* [SET PROBLEM] Please reproduce everything in the data from the line containing "Is there any night" down to the line containing "0, 78, 9, 100", including both of those lines.

* [AVAILABLE RECORDS]

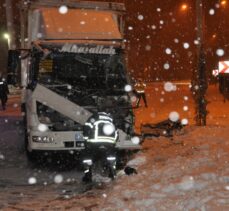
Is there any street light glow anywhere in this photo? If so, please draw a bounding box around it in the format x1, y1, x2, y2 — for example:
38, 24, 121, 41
220, 0, 227, 6
3, 33, 10, 40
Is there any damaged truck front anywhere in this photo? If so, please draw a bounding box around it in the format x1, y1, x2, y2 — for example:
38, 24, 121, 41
9, 1, 140, 161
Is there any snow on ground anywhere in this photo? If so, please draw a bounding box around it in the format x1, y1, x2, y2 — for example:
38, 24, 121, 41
3, 84, 229, 211
7, 126, 229, 211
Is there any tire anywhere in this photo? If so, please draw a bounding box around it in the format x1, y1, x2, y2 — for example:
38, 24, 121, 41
108, 166, 116, 180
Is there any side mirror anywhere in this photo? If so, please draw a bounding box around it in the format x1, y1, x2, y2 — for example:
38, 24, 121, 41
7, 50, 21, 85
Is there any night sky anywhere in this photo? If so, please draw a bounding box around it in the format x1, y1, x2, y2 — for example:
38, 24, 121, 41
0, 0, 229, 81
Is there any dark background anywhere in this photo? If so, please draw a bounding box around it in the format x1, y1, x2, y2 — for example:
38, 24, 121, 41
0, 0, 229, 81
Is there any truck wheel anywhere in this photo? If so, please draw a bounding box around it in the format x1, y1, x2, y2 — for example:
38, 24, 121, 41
108, 165, 116, 180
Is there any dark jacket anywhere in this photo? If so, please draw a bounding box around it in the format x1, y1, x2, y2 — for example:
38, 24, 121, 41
0, 78, 9, 100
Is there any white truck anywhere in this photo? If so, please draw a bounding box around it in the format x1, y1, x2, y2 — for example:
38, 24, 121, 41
9, 0, 140, 164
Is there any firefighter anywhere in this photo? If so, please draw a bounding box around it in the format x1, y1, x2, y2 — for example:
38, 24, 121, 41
82, 112, 118, 182
0, 76, 9, 110
134, 79, 148, 108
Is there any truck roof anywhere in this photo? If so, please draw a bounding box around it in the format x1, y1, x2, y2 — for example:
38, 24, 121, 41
22, 0, 126, 12
25, 0, 125, 43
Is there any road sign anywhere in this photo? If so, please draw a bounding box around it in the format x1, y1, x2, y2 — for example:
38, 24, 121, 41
212, 69, 219, 77
219, 61, 229, 74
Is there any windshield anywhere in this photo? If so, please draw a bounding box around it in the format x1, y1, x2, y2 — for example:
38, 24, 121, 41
36, 49, 127, 90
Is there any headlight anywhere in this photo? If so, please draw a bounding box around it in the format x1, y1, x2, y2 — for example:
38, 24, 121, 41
32, 136, 54, 143
38, 124, 48, 132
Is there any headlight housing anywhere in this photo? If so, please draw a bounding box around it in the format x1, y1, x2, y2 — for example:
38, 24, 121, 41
32, 136, 54, 143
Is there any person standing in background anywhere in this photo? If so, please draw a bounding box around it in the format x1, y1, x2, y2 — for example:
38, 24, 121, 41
0, 75, 9, 110
134, 79, 148, 108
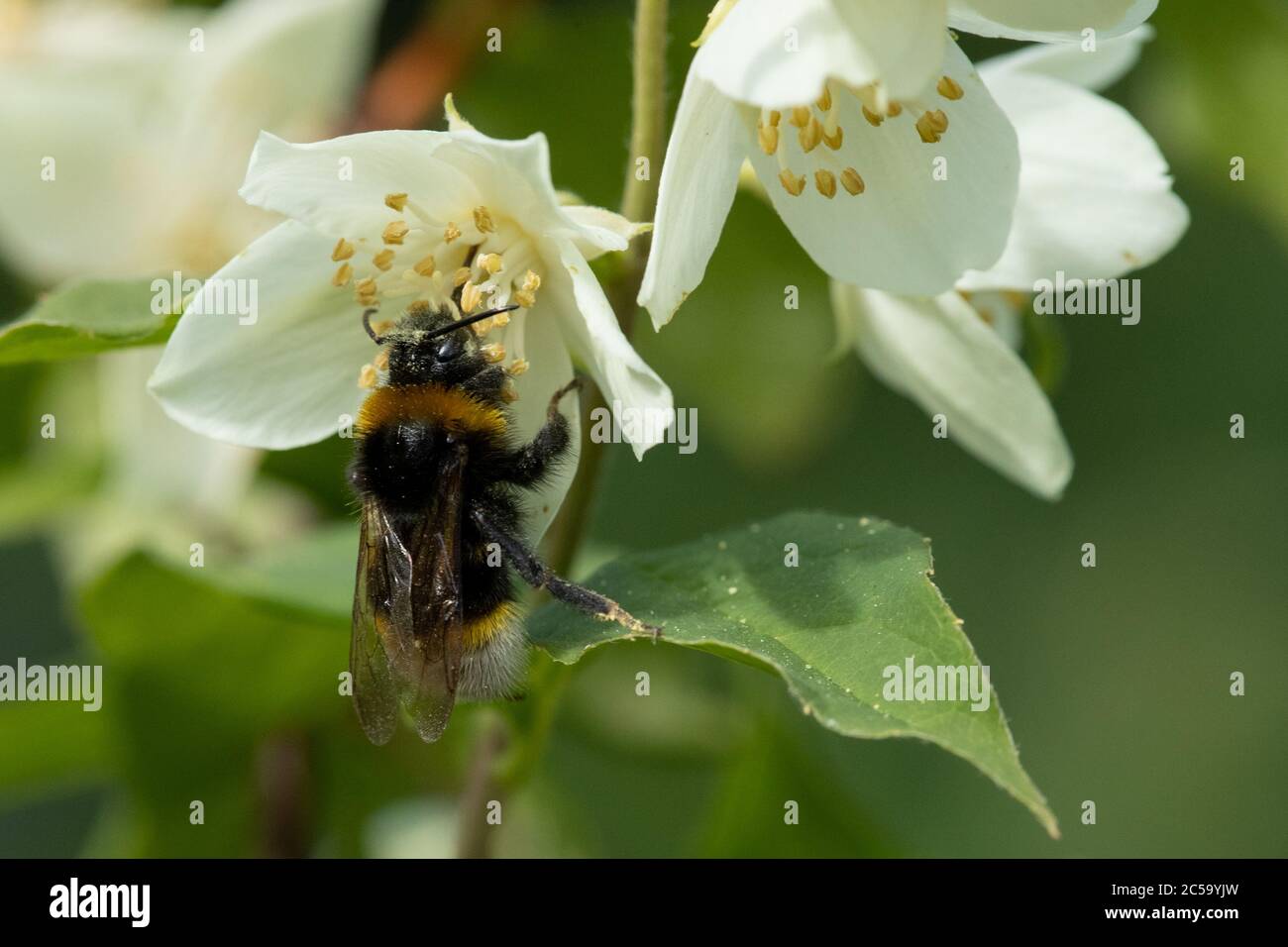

* [RESULT]
Is there any night sky anywhere in this photo? If so, please draw a bounding box around it in the format x1, y1, x2, y2 — for example:
38, 24, 121, 41
0, 0, 229, 81
Is there any dark background anywhere in this photo? If so, please draw a bounding box around it in the format x1, y1, x2, y2 — for example:
38, 24, 121, 41
0, 0, 229, 81
Is there any truck wheel anywhere in this photo? If so, please draw a bounding box around it in the format x1, y1, x2, y2 — for example:
38, 24, 121, 41
108, 165, 116, 180
Is there any dark jacket anywhere in this photo? If so, please draw a bounding box around it in the format x1, y1, x2, y2 — for example:
38, 24, 121, 41
0, 78, 9, 100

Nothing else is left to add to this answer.